--- What this task involves ---
Rewrite every one of the records below, changing "signal-timing desk" to "survey office" wherever it occurs and leaving all other text as it is.

(Collection entries)
·····

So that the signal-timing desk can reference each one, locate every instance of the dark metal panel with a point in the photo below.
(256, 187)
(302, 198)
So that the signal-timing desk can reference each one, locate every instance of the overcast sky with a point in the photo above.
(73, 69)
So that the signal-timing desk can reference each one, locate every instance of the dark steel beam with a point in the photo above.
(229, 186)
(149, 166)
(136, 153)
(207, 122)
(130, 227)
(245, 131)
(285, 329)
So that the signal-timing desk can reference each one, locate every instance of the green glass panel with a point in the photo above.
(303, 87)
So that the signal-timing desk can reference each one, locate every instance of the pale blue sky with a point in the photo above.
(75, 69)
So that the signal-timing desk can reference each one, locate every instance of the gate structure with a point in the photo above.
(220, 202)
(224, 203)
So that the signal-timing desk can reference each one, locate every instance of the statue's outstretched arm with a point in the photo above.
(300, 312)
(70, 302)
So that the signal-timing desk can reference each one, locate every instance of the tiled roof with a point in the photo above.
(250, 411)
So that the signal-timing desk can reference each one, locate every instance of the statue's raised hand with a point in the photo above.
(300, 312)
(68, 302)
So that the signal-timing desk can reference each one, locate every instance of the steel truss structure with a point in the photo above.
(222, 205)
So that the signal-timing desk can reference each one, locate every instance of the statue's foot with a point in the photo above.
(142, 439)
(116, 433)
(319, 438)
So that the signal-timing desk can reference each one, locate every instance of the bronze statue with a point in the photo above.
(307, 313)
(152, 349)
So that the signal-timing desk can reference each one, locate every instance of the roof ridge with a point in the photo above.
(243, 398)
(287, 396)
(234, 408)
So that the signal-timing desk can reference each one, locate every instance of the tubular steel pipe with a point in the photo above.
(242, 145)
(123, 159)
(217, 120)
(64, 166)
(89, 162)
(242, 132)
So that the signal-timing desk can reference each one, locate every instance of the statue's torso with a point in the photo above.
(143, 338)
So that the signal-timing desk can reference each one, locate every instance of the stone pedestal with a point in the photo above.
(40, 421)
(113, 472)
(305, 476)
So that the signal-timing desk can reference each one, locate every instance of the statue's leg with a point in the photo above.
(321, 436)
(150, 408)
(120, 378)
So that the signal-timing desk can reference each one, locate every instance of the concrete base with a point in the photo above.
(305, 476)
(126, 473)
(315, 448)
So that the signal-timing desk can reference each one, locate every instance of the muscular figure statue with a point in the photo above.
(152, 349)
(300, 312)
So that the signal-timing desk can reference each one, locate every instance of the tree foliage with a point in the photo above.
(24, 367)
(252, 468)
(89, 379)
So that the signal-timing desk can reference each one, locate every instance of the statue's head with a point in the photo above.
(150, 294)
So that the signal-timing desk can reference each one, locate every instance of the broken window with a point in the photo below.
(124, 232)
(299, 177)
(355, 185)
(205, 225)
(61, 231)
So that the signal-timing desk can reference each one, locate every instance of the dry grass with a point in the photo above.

·····

--- Complete response ---
So that the survey office can reference each one, locate every instance of the dark metal panel with a point in the photo below.
(256, 187)
(302, 198)
So that the survey office can reference each one, locate every instance of the overcast sky with a point in the photo above.
(73, 69)
So that the survey office can reference each one, locate every instance of the dark steel beam with a point in the photo above.
(229, 186)
(149, 166)
(136, 153)
(207, 122)
(130, 227)
(245, 131)
(285, 329)
So that the survey office can reference each one, locate every instance of the green glass panel with a point in the photo above.
(303, 87)
So that the survey office can reference each one, locate every instance of the pale blue sky with a point in the photo above.
(75, 69)
So that the survey office can reference each one, locate every instance of the gate structure with a point in the photo above.
(220, 202)
(224, 203)
So that the survey office can reference each one, locate every instance of the statue's outstretched arm with a point in the photo above.
(300, 312)
(70, 302)
So that the survey office can reference each one, locate every instance of the tiled roof with a point in the photo above.
(250, 411)
So that the survey office can reference each one, locate every instance of the statue's raised hand with a point in the photo above.
(300, 312)
(68, 302)
So that the survey office can reference each one, locate every instance of the steel truss structure with a point in the photo above.
(222, 205)
So that the survey office can reference each one, locate every instance of the statue's foot with a point in the photo above.
(142, 439)
(116, 433)
(319, 438)
So that the survey office can reference each one, locate every instance of the bronze statue with a point in the photo above.
(307, 313)
(152, 349)
So that the survey office can reference each one, locate every instance of the roof ridge with a point in the photo above.
(243, 398)
(287, 396)
(234, 408)
So that the survey office can reference each one, locate every instance of the tubular steel pipe with a point in the photo above.
(242, 145)
(123, 159)
(217, 120)
(64, 166)
(89, 162)
(242, 132)
So that the survey office can reference each one, locate every instance of the statue's torso with a point in the photo above.
(143, 338)
So that the survey office can reference each one, locate every instance of the stone pedestal with a point in the photo above.
(40, 421)
(113, 472)
(305, 476)
So that the survey office can reference each one, locate every instance of the statue's leg with a point in the photo above.
(321, 436)
(150, 408)
(120, 378)
So that the survey office can reference each one, locate every instance of the concrete base with a point in the photo above.
(305, 476)
(126, 473)
(315, 448)
So that the survey office can reference each one, locate every instance of the muscular figure statue with a point in the photo above.
(152, 349)
(300, 312)
So that the survey office can reference each one, locate every instance of the tree foliage with a point in the photo above.
(24, 367)
(252, 468)
(89, 379)
So that the survey office can reference each one, locate every instance of the statue's head with a point in the photo above.
(150, 294)
So that the survey office can reference each one, locate every instance of the broken window with a point in the photo below.
(124, 232)
(299, 177)
(355, 185)
(205, 225)
(61, 231)
So that the survey office can reference each one, locate every instance of the dry grass with a point in the photo above.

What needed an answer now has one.